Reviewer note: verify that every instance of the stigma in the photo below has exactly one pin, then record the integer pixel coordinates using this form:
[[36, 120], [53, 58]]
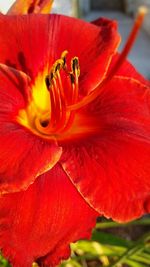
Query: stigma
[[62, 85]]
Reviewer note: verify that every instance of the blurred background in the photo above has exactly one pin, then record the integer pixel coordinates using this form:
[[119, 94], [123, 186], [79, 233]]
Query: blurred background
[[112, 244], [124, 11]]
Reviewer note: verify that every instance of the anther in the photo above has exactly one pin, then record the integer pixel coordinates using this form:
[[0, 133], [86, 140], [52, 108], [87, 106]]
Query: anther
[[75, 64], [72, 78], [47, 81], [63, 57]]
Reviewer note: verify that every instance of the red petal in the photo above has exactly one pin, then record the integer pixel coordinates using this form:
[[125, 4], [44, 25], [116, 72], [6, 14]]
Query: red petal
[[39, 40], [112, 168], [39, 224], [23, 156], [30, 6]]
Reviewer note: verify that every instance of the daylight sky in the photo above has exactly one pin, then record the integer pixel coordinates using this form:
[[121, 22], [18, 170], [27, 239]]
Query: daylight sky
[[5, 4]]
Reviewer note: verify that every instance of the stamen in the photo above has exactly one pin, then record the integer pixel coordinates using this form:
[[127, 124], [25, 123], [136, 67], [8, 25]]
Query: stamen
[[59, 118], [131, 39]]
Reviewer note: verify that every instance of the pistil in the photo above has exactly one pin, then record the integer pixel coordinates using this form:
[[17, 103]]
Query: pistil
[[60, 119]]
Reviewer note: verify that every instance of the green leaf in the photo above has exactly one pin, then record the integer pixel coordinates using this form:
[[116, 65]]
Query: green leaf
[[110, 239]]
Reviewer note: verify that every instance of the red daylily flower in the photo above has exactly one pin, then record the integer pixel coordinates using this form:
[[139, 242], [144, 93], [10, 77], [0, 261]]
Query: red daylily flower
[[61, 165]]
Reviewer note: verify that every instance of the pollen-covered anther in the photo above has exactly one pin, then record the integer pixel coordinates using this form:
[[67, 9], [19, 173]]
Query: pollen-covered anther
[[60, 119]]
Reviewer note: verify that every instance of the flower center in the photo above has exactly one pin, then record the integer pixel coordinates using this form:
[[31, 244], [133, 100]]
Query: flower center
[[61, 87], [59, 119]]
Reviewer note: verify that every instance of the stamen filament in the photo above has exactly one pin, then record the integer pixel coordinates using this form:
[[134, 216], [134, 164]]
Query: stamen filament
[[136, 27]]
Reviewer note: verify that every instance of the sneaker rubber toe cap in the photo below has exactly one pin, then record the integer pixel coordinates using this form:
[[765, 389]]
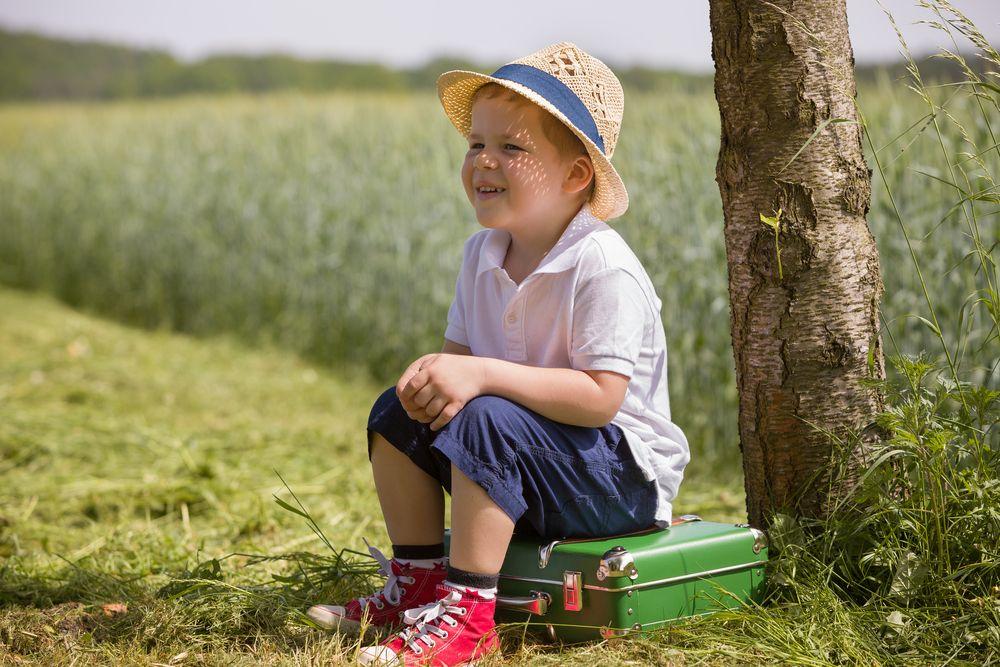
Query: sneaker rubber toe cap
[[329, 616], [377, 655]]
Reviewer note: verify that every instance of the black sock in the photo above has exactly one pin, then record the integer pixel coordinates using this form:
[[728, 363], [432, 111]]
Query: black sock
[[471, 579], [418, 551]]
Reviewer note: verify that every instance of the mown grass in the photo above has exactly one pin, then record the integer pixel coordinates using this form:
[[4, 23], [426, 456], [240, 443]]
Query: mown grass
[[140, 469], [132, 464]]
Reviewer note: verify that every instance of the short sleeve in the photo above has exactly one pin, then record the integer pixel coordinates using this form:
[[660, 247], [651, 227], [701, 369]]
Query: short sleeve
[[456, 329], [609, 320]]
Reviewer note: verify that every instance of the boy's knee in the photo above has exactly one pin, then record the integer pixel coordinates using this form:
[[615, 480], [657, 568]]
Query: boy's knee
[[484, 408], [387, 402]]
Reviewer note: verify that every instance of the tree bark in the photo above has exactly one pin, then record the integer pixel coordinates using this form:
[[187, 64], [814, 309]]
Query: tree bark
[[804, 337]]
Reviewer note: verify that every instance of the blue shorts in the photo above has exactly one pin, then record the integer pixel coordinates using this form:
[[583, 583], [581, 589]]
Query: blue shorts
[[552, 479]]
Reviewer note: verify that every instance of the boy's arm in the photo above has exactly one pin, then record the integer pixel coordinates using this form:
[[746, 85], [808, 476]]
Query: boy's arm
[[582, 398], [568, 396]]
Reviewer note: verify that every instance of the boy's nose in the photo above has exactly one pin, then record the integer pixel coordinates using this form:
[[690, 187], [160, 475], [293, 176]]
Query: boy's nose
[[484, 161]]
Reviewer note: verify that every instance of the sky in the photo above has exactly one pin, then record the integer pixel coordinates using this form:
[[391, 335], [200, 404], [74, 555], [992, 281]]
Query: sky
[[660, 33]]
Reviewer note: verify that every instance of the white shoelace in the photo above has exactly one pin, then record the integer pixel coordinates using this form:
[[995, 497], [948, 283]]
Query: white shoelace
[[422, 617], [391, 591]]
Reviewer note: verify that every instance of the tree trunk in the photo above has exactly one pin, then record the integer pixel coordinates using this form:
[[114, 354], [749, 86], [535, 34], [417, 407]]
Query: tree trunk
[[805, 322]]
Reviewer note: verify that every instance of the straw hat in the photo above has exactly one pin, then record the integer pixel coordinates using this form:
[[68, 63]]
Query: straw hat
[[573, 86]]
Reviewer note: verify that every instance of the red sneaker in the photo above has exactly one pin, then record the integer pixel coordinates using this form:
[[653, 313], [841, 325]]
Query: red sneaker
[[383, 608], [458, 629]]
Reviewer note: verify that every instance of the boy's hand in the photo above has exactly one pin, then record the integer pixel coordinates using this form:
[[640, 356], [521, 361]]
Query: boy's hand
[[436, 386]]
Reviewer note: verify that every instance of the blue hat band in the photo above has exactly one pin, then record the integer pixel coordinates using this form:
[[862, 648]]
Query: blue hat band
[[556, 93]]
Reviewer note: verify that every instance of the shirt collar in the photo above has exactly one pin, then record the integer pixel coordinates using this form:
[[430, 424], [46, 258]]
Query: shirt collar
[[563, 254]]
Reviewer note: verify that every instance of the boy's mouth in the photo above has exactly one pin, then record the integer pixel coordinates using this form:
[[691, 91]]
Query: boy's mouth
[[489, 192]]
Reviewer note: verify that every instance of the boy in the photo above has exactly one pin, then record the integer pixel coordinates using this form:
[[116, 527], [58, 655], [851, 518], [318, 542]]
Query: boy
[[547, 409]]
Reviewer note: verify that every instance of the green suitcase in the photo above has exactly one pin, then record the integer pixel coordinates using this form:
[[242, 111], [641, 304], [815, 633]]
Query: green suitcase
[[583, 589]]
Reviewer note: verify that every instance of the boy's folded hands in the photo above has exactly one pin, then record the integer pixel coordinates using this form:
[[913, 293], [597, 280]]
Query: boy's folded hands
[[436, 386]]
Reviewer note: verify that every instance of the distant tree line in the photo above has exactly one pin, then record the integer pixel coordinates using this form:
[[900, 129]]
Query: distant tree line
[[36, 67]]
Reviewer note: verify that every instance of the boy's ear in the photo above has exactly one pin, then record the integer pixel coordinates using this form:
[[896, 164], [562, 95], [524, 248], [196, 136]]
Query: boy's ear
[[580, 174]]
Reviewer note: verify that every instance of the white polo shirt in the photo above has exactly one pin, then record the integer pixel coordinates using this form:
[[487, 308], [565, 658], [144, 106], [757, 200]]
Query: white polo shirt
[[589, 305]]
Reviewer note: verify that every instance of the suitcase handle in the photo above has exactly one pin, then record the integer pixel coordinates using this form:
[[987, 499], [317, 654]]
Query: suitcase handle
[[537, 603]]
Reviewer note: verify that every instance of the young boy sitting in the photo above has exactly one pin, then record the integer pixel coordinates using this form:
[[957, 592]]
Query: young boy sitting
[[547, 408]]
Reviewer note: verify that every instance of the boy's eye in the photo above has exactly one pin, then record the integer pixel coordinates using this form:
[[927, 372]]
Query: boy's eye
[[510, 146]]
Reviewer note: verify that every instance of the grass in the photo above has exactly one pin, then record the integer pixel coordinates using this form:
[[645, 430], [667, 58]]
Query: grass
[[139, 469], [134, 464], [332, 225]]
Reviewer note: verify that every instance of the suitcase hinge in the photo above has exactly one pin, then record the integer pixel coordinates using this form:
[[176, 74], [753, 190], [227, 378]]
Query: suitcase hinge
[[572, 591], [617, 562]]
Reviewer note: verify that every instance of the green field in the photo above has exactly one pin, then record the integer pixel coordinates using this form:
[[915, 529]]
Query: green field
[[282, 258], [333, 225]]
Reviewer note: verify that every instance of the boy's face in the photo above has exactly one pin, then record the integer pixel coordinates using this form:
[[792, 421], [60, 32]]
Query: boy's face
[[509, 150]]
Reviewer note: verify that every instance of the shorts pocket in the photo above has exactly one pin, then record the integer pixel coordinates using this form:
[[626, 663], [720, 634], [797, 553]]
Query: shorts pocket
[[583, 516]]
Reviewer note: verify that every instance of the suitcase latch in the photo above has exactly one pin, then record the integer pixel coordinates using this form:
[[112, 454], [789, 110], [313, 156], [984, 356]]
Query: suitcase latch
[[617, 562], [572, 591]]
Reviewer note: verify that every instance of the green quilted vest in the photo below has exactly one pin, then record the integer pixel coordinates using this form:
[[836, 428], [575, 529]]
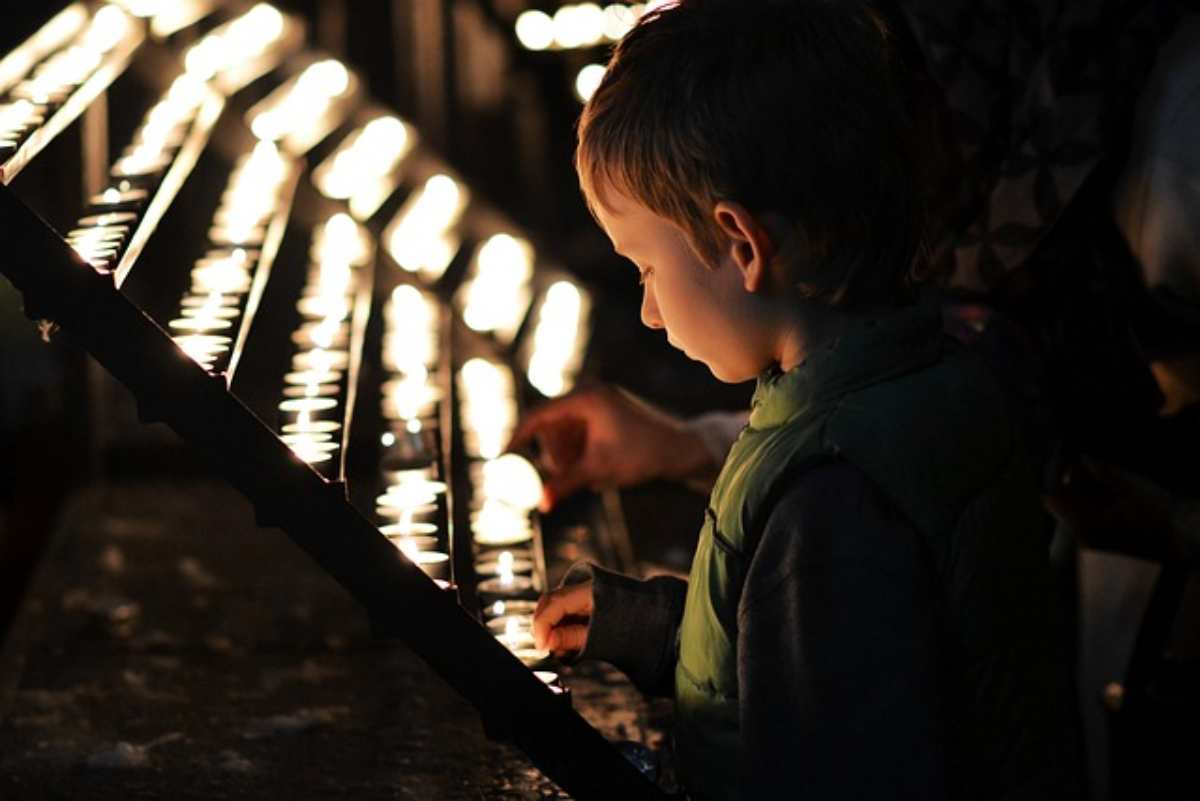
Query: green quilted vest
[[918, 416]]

........

Find, please, how many lines in the data include the word "below", and put down that number only.

Response to this task. 3